**INSTRUCTION A**
For the bird decline passage, state whether each statement agrees with it, answering yes or no and quoting the deciding words: (i) The nation has lost more than 10m pairs of house sparrows. (ii) The song thrush has declined in numbers by 87%. (iii) The RSPB identifies intensive farming practices as the main drivers of most UK bird population declines since the end of the Second World War.
**INSTRUCTION B**
Rewrite the stretch of the bird decline passage from "Consider the starling, a" through "past four decades.", putting "skylark" in place of "starling".
**INSTRUCTION C**
Answer these questions from the bird decline passage:
(i) Since when have starling numbers dropped by 87%?
(ii) Which two rare but photogenic creatures does it name?
(iii) Which exercise is named as revealing that all British wildlife is being menaced?

**GIVEN TEXT**
▬▬▬▬▬▬

Consider the starling, a bird that once filled city skies in dark, swirling clouds. Its numbers have dropped by 87% since the 1960s. At the same time, the nation has lost more than 10m pairs of house sparrows, while the song thrush has declined in numbers by 76%. One estimate suggests that more than 600m breeding birds have been lost to the EU and UK over the past four decades.
These are staggering, numbing figures which – backed by surveys of other populations of birds and animals – show that biodiversity loss is having a crippling impact across the country. In the past, we have tended to think about key conservation issues in terms of threats to rare but photogenic creatures such as the golden eagle or puffin. Exercises like the Big Garden Birdwatch have revealed the sad fact that all British wildlife is being menaced, right down to the common songbirds with which we once shared our parks and gardens.
Nor is it hard to trace the main cause of this loss of birdlife. As the RSPB has made clear, intensive farming practices, particularly the increased use of pesticides and fertilisers, have been the main drivers of most bird population declines in the UK since the end of the Second World War. The fact that farming could affect all birds, even those in inner cities and suburbia, may seem unlikely.

▬▬▬▬▬▬

**RECORD SET**
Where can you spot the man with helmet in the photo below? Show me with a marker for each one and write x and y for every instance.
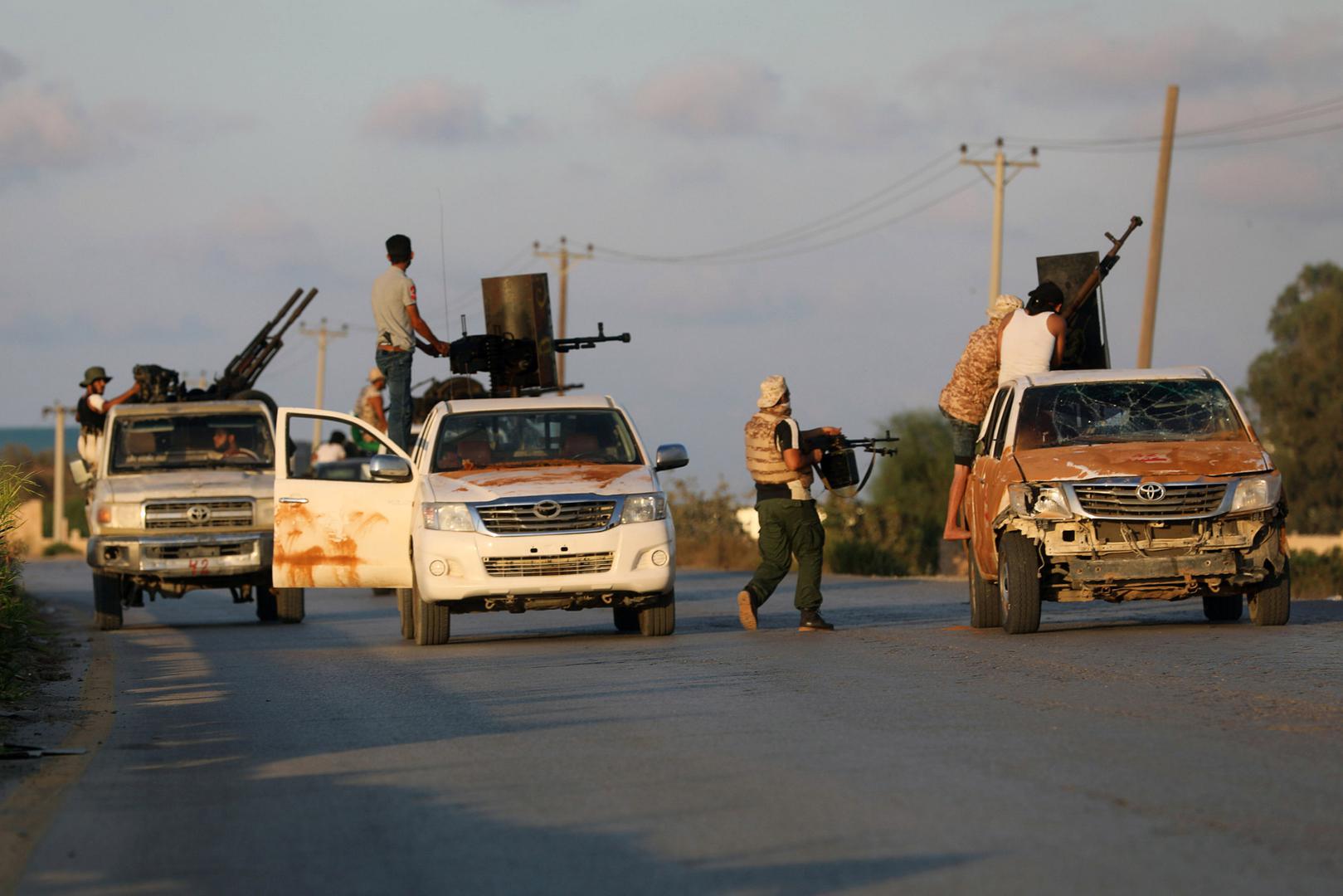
(779, 458)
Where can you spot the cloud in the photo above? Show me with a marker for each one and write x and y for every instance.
(440, 112)
(711, 97)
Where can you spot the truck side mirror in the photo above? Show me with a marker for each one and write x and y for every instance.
(670, 457)
(388, 468)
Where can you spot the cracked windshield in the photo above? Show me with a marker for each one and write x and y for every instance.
(479, 441)
(191, 441)
(1136, 411)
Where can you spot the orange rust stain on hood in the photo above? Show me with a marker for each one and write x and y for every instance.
(1154, 460)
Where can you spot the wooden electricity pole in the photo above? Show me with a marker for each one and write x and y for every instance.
(58, 497)
(1154, 256)
(564, 258)
(323, 334)
(1000, 183)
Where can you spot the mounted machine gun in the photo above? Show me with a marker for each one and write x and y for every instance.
(239, 377)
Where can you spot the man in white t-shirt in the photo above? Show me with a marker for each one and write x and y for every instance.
(91, 412)
(397, 320)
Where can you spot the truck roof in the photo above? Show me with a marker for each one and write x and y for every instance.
(536, 403)
(158, 409)
(1054, 377)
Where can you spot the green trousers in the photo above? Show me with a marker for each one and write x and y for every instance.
(790, 529)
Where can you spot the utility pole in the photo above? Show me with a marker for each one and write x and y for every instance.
(1000, 183)
(323, 334)
(1154, 256)
(566, 258)
(58, 508)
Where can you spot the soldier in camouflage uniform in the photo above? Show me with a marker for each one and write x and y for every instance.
(779, 458)
(965, 401)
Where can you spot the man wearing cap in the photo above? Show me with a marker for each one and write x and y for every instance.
(965, 401)
(397, 320)
(779, 458)
(368, 407)
(91, 412)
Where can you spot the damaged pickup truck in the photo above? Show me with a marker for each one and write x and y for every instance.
(182, 500)
(511, 505)
(1123, 485)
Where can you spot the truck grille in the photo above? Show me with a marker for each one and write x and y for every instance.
(546, 516)
(1123, 501)
(549, 564)
(227, 514)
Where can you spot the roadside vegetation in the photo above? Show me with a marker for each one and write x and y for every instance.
(26, 645)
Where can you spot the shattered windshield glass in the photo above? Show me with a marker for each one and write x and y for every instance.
(1132, 411)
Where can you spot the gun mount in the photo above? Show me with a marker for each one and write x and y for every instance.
(518, 349)
(239, 377)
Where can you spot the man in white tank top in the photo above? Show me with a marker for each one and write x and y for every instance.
(1032, 342)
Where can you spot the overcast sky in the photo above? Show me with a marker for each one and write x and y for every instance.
(171, 173)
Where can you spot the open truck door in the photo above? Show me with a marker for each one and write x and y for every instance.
(345, 533)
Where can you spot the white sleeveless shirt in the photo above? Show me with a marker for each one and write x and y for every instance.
(1028, 347)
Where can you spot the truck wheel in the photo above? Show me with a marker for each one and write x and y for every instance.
(626, 618)
(289, 605)
(106, 602)
(1223, 607)
(1273, 606)
(659, 620)
(407, 611)
(266, 607)
(986, 609)
(433, 622)
(1019, 583)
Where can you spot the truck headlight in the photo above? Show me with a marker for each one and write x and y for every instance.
(447, 518)
(1039, 501)
(645, 508)
(1256, 494)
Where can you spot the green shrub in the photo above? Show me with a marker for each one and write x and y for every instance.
(1316, 575)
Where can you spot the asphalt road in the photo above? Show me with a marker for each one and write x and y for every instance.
(1121, 750)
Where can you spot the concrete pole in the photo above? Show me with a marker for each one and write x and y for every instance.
(323, 334)
(58, 489)
(995, 265)
(1154, 256)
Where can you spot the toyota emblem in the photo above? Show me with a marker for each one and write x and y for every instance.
(1150, 492)
(547, 509)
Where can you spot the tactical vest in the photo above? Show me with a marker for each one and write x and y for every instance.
(765, 460)
(89, 418)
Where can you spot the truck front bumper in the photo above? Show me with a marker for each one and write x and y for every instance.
(182, 557)
(629, 559)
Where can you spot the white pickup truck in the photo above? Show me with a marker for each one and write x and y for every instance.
(182, 500)
(503, 505)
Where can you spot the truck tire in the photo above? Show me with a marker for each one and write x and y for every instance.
(106, 601)
(986, 609)
(1019, 583)
(626, 618)
(433, 622)
(1273, 605)
(289, 605)
(266, 607)
(407, 611)
(1223, 607)
(659, 620)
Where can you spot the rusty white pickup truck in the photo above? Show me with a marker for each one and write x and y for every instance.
(1123, 485)
(503, 505)
(182, 500)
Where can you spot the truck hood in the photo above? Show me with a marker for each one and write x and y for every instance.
(1154, 460)
(190, 484)
(525, 483)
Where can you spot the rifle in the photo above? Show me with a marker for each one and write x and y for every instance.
(1102, 270)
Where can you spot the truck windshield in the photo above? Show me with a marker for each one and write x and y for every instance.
(1134, 411)
(533, 438)
(180, 441)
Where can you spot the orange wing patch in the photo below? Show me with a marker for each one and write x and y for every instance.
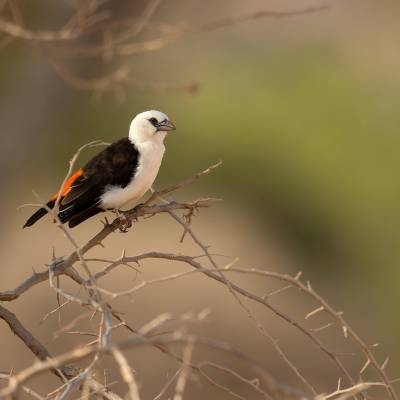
(68, 184)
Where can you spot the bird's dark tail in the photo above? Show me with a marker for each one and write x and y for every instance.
(39, 214)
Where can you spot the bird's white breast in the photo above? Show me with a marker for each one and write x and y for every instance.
(151, 154)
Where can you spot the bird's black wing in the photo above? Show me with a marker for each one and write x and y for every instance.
(114, 166)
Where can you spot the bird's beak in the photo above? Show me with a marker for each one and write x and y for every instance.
(165, 126)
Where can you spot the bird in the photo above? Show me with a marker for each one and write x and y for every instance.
(117, 176)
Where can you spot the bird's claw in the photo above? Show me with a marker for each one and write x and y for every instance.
(126, 221)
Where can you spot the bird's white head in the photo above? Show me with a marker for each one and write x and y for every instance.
(150, 126)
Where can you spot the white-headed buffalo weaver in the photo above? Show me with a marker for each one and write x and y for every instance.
(117, 176)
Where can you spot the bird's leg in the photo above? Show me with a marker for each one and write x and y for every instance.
(126, 222)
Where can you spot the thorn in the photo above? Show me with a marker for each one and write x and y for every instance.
(298, 275)
(316, 311)
(345, 331)
(365, 366)
(385, 363)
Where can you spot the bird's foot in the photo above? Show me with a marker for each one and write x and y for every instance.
(126, 221)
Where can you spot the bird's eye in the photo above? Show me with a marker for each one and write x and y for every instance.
(153, 121)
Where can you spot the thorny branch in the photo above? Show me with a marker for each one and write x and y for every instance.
(95, 298)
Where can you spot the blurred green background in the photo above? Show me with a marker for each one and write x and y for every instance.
(303, 111)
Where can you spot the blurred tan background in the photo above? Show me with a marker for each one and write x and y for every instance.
(304, 113)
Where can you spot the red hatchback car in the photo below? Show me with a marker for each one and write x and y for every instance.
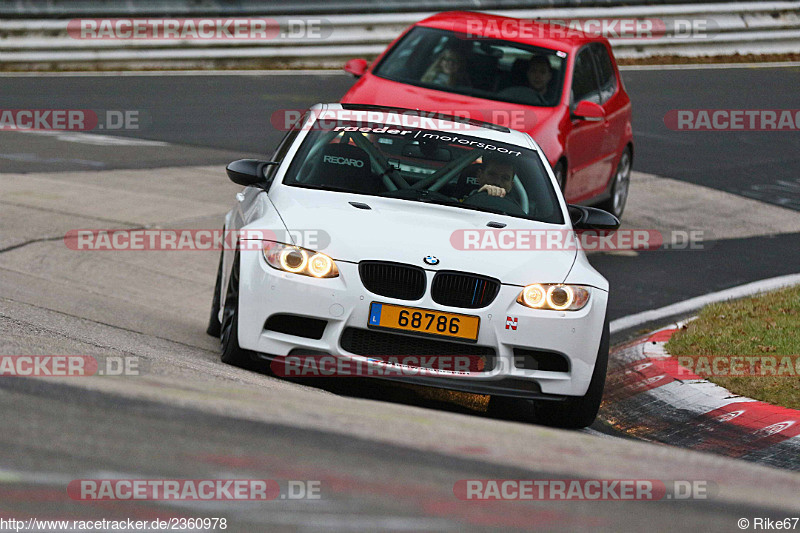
(557, 84)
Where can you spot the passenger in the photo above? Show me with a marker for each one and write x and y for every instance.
(495, 176)
(449, 69)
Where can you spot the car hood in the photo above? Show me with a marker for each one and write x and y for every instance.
(406, 232)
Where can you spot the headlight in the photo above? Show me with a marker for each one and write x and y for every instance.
(299, 260)
(555, 296)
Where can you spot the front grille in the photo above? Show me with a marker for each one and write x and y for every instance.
(300, 326)
(379, 343)
(393, 280)
(458, 289)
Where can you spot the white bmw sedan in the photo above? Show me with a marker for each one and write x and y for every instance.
(433, 236)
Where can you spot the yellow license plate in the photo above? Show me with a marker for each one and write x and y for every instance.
(423, 321)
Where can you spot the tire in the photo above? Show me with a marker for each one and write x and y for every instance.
(214, 325)
(619, 187)
(232, 353)
(579, 412)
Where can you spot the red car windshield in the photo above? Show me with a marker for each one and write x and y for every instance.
(485, 68)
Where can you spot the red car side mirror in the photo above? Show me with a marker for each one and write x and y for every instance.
(586, 110)
(356, 67)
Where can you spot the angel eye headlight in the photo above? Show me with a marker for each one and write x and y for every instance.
(293, 260)
(299, 260)
(554, 296)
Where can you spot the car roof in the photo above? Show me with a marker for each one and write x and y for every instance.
(477, 128)
(491, 26)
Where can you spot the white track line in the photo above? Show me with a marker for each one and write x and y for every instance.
(696, 303)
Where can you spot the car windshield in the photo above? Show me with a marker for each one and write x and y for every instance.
(425, 165)
(485, 68)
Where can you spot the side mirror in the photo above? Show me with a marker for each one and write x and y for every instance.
(589, 111)
(356, 67)
(592, 218)
(249, 172)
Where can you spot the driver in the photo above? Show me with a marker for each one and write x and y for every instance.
(495, 176)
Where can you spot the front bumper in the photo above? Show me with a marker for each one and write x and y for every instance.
(344, 303)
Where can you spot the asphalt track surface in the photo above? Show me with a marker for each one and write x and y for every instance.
(387, 457)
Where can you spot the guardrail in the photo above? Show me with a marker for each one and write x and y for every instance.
(687, 30)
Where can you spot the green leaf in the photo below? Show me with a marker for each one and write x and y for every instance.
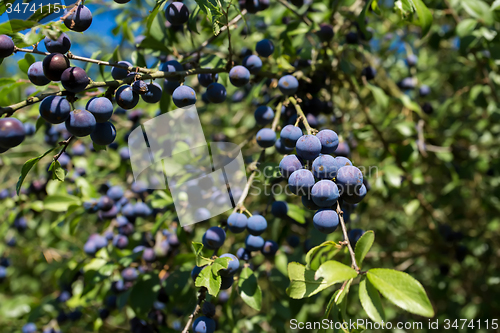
(479, 10)
(424, 16)
(144, 293)
(370, 300)
(379, 95)
(306, 282)
(296, 213)
(60, 202)
(321, 253)
(192, 20)
(465, 27)
(402, 290)
(249, 289)
(363, 245)
(361, 19)
(57, 171)
(27, 167)
(200, 259)
(207, 279)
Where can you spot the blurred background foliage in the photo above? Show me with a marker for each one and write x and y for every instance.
(434, 199)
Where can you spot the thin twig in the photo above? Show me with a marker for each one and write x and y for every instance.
(346, 238)
(230, 49)
(115, 83)
(302, 17)
(197, 309)
(65, 145)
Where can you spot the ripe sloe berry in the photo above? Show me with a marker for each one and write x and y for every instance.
(264, 115)
(252, 63)
(254, 243)
(329, 141)
(206, 79)
(177, 13)
(12, 132)
(289, 164)
(325, 193)
(237, 222)
(153, 93)
(79, 20)
(54, 65)
(264, 48)
(126, 98)
(288, 84)
(308, 147)
(203, 324)
(103, 134)
(214, 238)
(216, 93)
(256, 225)
(349, 179)
(60, 45)
(233, 265)
(266, 137)
(184, 96)
(6, 46)
(325, 32)
(120, 73)
(279, 209)
(36, 76)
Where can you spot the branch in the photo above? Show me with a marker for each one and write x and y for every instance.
(65, 145)
(302, 17)
(115, 83)
(230, 49)
(301, 114)
(346, 238)
(70, 55)
(197, 309)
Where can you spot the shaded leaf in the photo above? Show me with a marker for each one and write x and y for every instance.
(402, 290)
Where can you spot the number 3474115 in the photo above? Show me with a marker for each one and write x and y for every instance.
(31, 8)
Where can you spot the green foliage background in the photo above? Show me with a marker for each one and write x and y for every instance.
(426, 206)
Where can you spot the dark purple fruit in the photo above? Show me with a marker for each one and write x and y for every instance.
(11, 132)
(36, 76)
(61, 45)
(80, 20)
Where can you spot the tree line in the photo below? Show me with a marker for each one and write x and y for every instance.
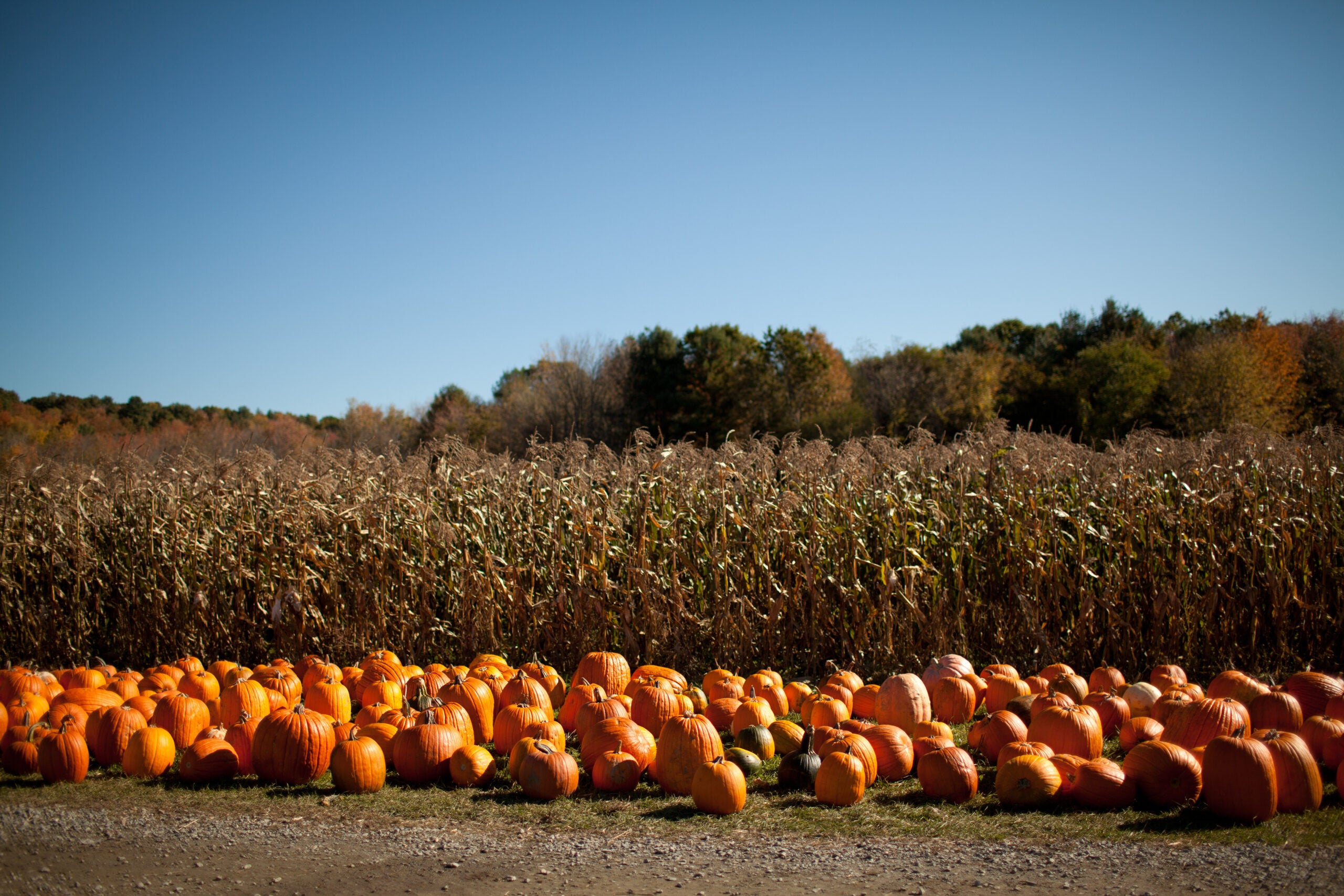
(1095, 379)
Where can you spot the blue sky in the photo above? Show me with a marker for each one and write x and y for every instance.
(289, 205)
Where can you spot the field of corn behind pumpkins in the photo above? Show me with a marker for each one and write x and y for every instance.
(875, 553)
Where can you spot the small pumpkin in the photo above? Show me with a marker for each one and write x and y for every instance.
(1027, 782)
(743, 760)
(948, 773)
(548, 773)
(842, 777)
(150, 753)
(472, 766)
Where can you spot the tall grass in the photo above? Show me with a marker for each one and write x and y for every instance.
(875, 553)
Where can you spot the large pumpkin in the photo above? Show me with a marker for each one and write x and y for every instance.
(1164, 774)
(1073, 730)
(949, 774)
(617, 735)
(1297, 781)
(109, 731)
(548, 773)
(64, 755)
(476, 698)
(893, 749)
(611, 671)
(1240, 778)
(1198, 723)
(685, 745)
(1027, 782)
(292, 746)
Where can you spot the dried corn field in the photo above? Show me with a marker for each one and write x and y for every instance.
(875, 553)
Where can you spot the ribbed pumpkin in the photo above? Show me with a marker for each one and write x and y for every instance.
(611, 671)
(1318, 730)
(1238, 686)
(64, 755)
(1050, 699)
(536, 691)
(1000, 690)
(1276, 710)
(1072, 686)
(1164, 774)
(824, 711)
(476, 698)
(183, 718)
(1067, 767)
(721, 712)
(548, 773)
(654, 703)
(245, 696)
(1166, 676)
(857, 746)
(421, 754)
(472, 766)
(1168, 704)
(924, 746)
(202, 686)
(1107, 679)
(512, 719)
(754, 711)
(209, 758)
(719, 787)
(1198, 723)
(949, 774)
(1073, 730)
(1141, 698)
(90, 699)
(1240, 781)
(292, 746)
(1138, 731)
(1055, 669)
(893, 750)
(617, 735)
(150, 753)
(1027, 782)
(843, 775)
(788, 735)
(549, 731)
(685, 745)
(19, 755)
(109, 731)
(1297, 781)
(596, 711)
(953, 700)
(77, 716)
(239, 736)
(616, 773)
(1110, 708)
(1102, 785)
(383, 735)
(1000, 730)
(1314, 690)
(948, 667)
(330, 698)
(796, 692)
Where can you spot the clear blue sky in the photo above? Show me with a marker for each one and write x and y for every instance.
(289, 205)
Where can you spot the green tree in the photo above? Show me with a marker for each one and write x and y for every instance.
(1116, 385)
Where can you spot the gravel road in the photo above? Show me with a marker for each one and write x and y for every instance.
(88, 852)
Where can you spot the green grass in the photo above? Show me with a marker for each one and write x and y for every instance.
(887, 809)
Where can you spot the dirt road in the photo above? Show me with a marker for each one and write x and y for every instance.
(54, 849)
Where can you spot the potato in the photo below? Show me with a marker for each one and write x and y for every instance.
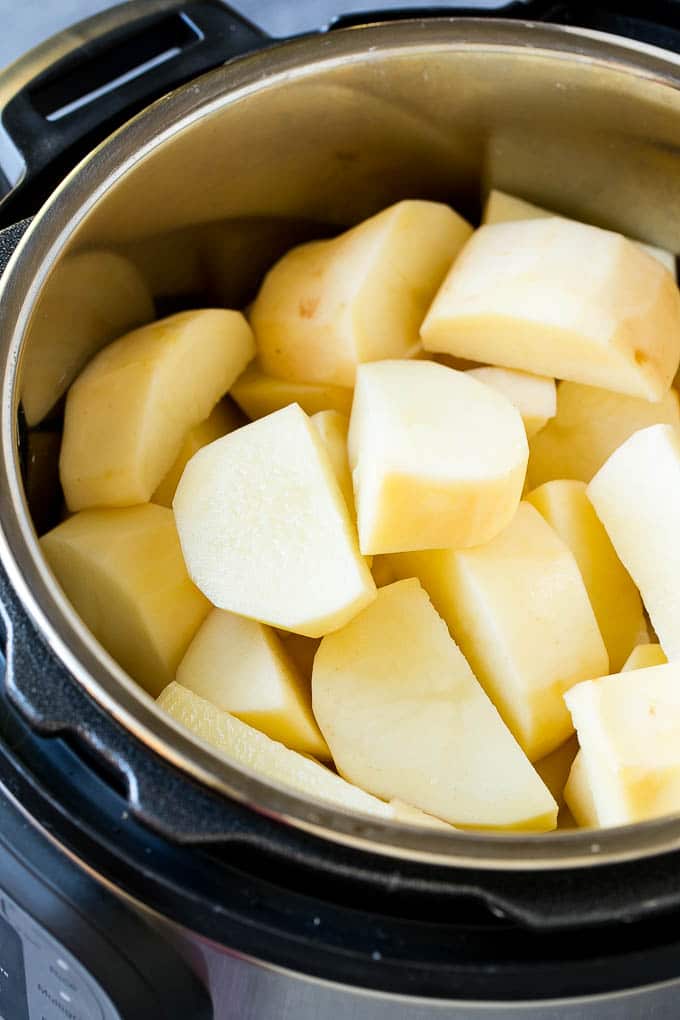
(128, 412)
(257, 395)
(332, 428)
(123, 572)
(614, 598)
(521, 614)
(265, 530)
(589, 424)
(437, 458)
(644, 655)
(223, 418)
(241, 666)
(562, 299)
(628, 727)
(405, 717)
(636, 496)
(330, 305)
(92, 298)
(245, 746)
(501, 208)
(533, 396)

▬▬▬▬▬▬

**ANSWER A**
(i) Yes: "the nation has lost more than 10m pairs of house sparrows"
(ii) No: "the song thrush has declined in numbers by 76%"
(iii) Yes: "intensive farming practices, particularly the increased use of pesticides and fertilisers, have been the main drivers of most bird population declines in the UK since the end of the Second World War"

**ANSWER B**
Consider the skylark, a bird that once filled city skies in dark, swirling clouds. Its numbers have dropped by 87% since the 1960s. At the same time, the nation has lost more than 10m pairs of house sparrows, while the song thrush has declined in numbers by 76%. One estimate suggests that more than 600m breeding birds have been lost to the EU and UK over the past four decades.

**ANSWER C**
(i) Since the 1960s.
(ii) The golden eagle and the puffin.
(iii) The Big Garden Birdwatch.